EXERCISE BRIEF:
Lines outside the range are not wanted. Give again exactly the lines between the line holding "Query: gravel field" and the line holding "like x=15, y=410.", inclusive, from the listing below.

EXTRACTED RECORDS:
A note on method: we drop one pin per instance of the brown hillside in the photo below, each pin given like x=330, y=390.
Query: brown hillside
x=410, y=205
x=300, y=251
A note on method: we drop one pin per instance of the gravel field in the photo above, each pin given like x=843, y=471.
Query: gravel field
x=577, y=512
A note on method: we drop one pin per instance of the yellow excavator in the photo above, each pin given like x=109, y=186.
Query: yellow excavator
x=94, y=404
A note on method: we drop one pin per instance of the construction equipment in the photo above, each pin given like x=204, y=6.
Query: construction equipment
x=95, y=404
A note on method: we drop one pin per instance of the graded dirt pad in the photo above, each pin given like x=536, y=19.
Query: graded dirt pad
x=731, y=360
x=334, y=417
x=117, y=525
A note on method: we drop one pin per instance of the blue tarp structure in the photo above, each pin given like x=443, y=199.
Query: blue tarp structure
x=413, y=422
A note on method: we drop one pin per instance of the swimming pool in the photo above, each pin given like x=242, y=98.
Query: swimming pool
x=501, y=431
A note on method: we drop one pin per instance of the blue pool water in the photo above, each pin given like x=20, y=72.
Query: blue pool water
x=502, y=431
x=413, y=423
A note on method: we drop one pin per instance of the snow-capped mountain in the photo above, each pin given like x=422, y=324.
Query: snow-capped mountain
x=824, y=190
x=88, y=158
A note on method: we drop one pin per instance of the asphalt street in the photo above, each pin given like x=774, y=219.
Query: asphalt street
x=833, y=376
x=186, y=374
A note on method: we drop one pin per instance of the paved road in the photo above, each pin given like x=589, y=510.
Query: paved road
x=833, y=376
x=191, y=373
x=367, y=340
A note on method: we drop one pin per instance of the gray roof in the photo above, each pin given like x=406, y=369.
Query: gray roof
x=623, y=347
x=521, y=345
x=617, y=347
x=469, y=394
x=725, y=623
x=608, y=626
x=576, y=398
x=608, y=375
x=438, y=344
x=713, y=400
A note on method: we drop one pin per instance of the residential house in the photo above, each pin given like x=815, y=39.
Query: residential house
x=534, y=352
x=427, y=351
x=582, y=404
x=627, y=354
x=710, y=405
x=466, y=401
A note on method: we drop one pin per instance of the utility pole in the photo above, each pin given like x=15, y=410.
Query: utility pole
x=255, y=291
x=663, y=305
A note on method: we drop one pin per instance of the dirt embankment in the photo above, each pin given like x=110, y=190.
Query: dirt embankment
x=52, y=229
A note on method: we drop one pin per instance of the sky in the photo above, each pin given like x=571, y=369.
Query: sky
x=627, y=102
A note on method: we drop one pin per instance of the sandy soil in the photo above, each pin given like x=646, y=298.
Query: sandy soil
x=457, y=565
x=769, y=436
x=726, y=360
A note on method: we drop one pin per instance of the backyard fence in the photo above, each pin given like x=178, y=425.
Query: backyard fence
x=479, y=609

SOLUTION FOR THIS PROBLEM:
Query: gravel field
x=577, y=512
A note on method: we drop one pin per instance of the yellow excavator in the photo above, each pin given like x=109, y=186.
Query: yellow excavator
x=94, y=404
A note on method: we drop one pin per instance of the construction equipment in the photo above, each pin given like x=204, y=6.
Query: construction equipment
x=95, y=404
A note on method: we drop one pin per instance of the graded dirt pad in the photo above, each pin given like x=536, y=19.
Query: graded dirt pad
x=731, y=360
x=334, y=417
x=117, y=525
A note on method: we drop one pin per instance of the blue tarp structure in the photo above, each pin given like x=443, y=199.
Query: blue tarp structure
x=413, y=422
A note on method: we drop one pin per instance of the swimming pool in the photo above, each pin given like x=242, y=98.
Query: swimming pool
x=501, y=431
A note on method: we drop one pin per instance of the blue pool water in the photo above, each pin given like x=20, y=72.
Query: blue pool water
x=502, y=431
x=413, y=423
A note on method: we drop one pin per instance of the snow-capped mountain in the photo above, each pin given like x=422, y=324.
Query: snow-capped mountain
x=824, y=190
x=88, y=158
A note on method: we drop one pin per instance of the asphalt street in the photo above, each pin given like x=774, y=219.
Query: asphalt street
x=833, y=376
x=186, y=374
A note on method: we drop one pin per instance of the paved road in the photo above, each pin given like x=589, y=510.
Query: paved road
x=833, y=376
x=191, y=373
x=367, y=340
A note on method: we drop one pin per instance of the gray roof in the photo above, each pin given like x=406, y=369.
Query: gray roof
x=623, y=347
x=521, y=345
x=617, y=347
x=469, y=394
x=725, y=623
x=608, y=626
x=576, y=398
x=608, y=375
x=438, y=344
x=713, y=400
A note on method: we drop one pin per instance of the residential house in the photo above, each pin given like x=815, y=39.
Query: residential house
x=534, y=352
x=427, y=351
x=582, y=404
x=627, y=354
x=710, y=405
x=466, y=401
A note on method: we drop one pin per instance of the utility pole in the photo above, each pin given like x=15, y=410.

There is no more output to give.